Requirements
Copy the rows from the line containing "the grassy hill." through the end of the rows, inclusive, swapping "cluster of trees" for "stand of trees" and leaving all else unchanged.

Provided records
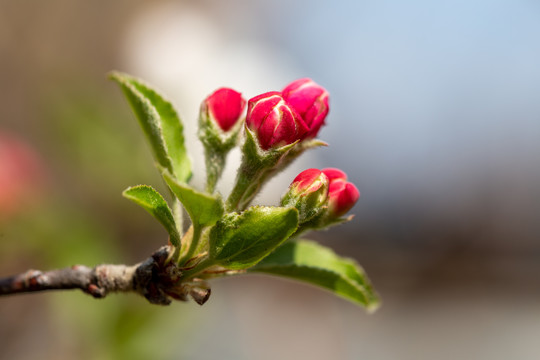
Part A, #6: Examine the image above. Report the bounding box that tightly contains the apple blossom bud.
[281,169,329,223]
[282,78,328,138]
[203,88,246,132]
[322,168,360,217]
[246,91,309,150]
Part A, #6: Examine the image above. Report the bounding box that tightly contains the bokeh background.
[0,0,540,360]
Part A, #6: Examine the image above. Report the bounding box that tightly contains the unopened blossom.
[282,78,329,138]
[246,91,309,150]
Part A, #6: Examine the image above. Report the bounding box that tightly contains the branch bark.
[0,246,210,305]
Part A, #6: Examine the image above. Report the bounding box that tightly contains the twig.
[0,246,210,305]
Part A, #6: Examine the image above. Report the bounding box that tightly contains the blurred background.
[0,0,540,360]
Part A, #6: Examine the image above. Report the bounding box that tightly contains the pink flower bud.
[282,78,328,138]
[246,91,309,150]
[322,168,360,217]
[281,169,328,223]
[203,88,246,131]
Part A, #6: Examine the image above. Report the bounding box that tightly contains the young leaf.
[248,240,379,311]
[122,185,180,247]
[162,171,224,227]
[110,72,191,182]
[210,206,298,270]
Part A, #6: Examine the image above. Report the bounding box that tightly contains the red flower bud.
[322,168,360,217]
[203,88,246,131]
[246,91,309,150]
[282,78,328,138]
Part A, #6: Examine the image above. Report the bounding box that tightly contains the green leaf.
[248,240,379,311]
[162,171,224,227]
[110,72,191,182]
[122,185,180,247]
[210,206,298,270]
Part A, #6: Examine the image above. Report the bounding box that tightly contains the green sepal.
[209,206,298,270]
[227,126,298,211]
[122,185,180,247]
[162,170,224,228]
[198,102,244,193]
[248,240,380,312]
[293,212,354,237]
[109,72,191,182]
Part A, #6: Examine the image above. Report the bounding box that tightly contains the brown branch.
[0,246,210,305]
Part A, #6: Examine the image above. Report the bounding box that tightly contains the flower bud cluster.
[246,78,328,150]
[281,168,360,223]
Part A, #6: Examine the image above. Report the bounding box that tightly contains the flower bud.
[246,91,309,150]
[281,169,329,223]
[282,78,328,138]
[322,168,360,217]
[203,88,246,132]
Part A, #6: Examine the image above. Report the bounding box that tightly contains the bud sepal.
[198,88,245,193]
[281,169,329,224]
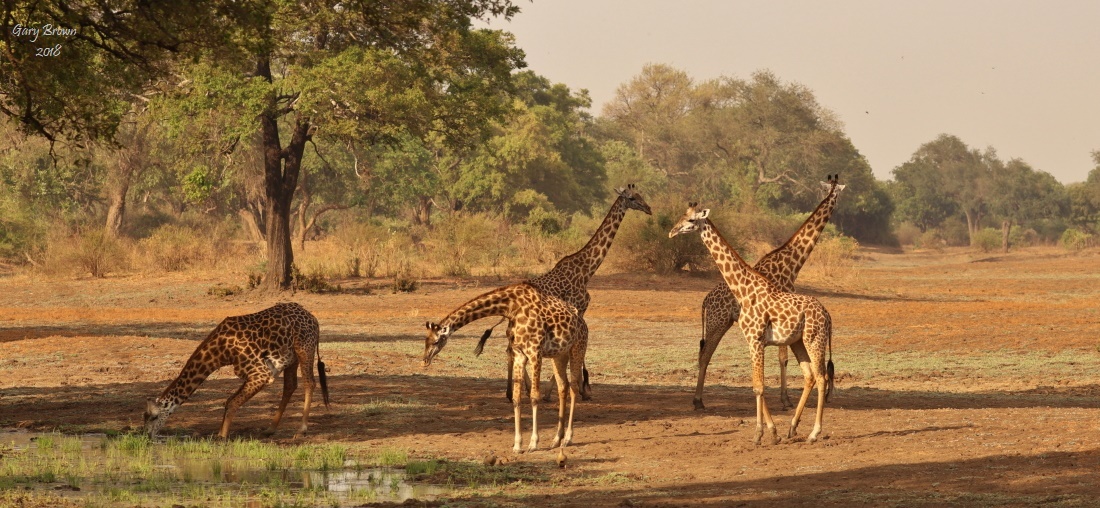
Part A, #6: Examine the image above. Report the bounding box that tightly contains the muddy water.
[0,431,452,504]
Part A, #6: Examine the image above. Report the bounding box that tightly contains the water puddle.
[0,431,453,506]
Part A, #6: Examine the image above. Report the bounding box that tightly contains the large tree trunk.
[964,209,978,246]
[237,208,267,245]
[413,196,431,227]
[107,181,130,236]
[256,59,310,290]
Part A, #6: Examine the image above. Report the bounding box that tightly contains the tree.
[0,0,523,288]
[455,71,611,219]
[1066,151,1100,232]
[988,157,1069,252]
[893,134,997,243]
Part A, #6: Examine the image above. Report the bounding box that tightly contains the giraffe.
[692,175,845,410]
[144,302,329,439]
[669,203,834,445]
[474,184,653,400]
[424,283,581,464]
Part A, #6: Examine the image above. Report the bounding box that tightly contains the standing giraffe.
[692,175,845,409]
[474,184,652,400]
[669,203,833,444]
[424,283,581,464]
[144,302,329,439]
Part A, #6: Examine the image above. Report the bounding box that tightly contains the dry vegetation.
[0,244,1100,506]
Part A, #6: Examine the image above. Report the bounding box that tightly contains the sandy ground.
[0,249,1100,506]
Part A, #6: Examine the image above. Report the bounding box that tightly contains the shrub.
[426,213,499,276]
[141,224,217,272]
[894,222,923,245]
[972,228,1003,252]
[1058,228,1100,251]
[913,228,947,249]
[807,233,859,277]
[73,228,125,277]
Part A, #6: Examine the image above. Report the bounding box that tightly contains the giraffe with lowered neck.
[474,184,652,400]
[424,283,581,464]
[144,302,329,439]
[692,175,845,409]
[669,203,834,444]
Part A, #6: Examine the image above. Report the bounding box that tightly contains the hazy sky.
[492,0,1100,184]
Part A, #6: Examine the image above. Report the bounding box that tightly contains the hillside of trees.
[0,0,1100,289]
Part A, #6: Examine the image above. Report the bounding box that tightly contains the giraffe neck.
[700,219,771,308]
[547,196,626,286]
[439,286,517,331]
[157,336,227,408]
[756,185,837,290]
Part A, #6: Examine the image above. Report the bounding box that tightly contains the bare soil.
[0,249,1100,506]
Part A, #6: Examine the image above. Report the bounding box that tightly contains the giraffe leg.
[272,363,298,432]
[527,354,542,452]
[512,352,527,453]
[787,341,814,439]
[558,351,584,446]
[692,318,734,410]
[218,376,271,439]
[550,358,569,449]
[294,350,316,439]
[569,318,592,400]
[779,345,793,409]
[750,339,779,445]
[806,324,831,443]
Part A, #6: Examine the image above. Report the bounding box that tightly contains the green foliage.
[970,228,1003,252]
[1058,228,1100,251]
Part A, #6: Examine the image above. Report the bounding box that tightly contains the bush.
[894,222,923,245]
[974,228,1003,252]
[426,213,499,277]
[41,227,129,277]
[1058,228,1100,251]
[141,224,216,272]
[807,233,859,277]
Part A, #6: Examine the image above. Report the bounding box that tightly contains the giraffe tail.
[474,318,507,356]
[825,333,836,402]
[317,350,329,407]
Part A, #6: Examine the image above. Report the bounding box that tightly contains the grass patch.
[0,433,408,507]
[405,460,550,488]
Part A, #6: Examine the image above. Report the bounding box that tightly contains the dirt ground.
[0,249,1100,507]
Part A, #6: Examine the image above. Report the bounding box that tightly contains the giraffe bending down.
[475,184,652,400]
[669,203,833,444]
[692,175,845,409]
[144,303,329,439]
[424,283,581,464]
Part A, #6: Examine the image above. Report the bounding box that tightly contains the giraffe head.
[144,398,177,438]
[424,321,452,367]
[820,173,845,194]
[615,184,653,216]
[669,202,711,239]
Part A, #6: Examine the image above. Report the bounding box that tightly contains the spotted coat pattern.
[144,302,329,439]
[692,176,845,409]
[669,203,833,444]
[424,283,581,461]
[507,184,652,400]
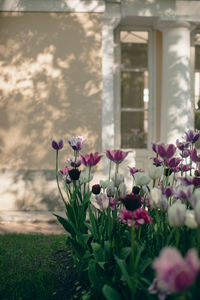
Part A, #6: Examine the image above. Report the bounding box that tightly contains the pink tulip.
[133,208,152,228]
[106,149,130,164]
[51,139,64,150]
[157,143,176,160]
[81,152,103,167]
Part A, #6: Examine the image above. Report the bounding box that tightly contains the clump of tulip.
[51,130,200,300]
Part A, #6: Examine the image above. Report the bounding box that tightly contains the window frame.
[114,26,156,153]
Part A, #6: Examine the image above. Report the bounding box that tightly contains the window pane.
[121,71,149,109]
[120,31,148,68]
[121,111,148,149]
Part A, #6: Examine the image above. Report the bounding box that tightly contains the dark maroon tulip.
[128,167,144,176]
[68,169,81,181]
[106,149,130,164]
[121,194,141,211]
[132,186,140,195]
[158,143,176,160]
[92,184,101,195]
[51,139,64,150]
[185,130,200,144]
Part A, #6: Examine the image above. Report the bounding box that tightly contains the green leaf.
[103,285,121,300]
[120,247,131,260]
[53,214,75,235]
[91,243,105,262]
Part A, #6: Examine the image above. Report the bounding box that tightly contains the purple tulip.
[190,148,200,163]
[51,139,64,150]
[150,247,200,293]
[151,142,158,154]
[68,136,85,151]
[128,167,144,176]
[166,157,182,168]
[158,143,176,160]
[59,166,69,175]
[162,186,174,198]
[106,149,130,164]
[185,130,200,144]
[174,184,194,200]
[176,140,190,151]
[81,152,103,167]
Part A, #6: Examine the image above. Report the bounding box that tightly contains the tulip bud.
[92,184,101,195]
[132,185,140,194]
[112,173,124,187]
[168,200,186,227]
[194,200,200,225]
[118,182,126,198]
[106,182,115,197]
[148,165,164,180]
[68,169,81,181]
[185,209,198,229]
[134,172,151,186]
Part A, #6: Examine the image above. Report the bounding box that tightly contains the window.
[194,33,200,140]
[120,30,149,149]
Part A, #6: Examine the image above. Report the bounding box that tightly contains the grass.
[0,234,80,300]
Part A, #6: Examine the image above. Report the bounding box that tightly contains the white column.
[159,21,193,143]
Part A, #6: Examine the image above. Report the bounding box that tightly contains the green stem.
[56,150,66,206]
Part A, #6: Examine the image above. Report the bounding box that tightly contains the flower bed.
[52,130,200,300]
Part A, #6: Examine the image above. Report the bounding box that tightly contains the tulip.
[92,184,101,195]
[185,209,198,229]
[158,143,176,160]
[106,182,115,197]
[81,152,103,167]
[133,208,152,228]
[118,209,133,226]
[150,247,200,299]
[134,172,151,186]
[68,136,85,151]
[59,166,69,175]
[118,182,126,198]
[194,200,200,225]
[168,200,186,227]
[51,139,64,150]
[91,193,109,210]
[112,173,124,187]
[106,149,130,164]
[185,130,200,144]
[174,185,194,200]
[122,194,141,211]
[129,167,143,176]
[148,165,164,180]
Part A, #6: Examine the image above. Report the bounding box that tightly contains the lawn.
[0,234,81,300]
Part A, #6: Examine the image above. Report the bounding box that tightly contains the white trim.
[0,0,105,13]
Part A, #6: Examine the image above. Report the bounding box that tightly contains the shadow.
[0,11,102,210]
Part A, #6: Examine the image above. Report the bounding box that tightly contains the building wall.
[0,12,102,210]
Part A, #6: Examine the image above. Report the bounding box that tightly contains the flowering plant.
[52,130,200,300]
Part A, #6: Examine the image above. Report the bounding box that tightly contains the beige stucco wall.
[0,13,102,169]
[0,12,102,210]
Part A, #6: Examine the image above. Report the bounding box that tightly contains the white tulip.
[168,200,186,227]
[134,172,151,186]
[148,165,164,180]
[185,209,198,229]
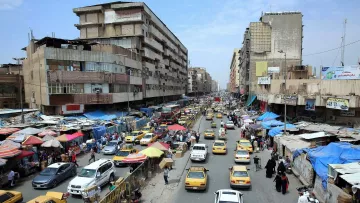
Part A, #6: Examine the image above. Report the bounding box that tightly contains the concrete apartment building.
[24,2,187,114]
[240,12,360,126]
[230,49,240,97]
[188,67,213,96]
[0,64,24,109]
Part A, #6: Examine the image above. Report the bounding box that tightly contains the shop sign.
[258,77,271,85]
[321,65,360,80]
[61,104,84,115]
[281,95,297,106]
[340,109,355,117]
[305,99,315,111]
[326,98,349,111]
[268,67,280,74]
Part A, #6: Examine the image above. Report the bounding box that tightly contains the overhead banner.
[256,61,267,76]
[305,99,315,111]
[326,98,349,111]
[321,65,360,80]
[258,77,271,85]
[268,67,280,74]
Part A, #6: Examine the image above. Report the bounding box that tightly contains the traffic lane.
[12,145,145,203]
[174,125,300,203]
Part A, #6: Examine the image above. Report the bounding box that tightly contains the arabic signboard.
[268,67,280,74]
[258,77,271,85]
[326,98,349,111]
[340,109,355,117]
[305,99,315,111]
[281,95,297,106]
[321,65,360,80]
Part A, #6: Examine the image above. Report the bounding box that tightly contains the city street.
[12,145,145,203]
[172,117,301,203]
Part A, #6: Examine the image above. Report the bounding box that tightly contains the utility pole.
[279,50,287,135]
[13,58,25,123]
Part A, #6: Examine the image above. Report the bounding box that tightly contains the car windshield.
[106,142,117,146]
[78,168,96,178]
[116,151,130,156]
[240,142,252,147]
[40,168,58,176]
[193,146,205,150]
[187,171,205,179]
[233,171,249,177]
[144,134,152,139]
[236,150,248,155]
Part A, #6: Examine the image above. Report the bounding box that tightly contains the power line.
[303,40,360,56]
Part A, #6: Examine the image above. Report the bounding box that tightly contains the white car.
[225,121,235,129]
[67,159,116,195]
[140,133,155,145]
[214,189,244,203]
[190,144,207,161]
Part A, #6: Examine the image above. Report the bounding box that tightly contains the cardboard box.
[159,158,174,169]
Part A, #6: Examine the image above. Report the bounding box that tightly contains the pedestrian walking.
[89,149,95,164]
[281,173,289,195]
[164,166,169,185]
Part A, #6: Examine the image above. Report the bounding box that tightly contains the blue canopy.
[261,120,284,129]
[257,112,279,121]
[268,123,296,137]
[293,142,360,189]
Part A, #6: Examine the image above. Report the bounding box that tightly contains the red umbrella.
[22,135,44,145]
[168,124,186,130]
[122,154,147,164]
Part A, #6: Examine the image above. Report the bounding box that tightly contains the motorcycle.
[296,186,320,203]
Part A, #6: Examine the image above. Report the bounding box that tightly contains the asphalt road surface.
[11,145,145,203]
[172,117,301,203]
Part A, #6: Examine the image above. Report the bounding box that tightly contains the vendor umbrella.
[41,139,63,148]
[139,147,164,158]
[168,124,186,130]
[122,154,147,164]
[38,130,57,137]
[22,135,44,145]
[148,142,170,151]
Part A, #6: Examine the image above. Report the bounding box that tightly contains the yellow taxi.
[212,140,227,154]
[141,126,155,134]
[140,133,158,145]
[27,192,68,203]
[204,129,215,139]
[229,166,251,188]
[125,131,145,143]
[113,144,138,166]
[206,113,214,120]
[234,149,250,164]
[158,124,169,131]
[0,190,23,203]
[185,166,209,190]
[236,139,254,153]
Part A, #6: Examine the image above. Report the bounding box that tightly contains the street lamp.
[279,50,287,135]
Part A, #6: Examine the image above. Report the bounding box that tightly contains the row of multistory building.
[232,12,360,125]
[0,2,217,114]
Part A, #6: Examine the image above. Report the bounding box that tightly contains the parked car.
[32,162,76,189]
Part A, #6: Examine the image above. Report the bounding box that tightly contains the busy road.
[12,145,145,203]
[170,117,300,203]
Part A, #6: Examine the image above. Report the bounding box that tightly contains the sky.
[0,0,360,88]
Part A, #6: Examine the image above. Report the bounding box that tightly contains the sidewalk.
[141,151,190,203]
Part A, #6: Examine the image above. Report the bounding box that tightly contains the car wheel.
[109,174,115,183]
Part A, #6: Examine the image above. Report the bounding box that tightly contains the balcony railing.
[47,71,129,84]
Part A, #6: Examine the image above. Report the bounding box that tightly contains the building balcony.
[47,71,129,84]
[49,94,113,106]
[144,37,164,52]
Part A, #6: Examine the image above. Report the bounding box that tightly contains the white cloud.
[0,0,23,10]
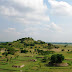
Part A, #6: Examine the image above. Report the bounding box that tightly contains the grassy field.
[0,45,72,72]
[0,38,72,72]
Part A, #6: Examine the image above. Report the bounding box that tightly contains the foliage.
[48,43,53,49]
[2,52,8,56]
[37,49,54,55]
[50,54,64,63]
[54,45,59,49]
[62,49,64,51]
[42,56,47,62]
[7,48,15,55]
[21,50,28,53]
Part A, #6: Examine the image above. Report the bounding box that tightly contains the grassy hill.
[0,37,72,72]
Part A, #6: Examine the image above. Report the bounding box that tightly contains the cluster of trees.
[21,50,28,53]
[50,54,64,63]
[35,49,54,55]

Output below
Part A, #6: Examine the image above. Report the bounding box that tightly contains the grassy hill.
[0,37,72,72]
Part A, #6: Examine the image above. Report the bounding box that tightly contains the stand of trees.
[21,50,28,53]
[50,54,64,63]
[35,49,54,55]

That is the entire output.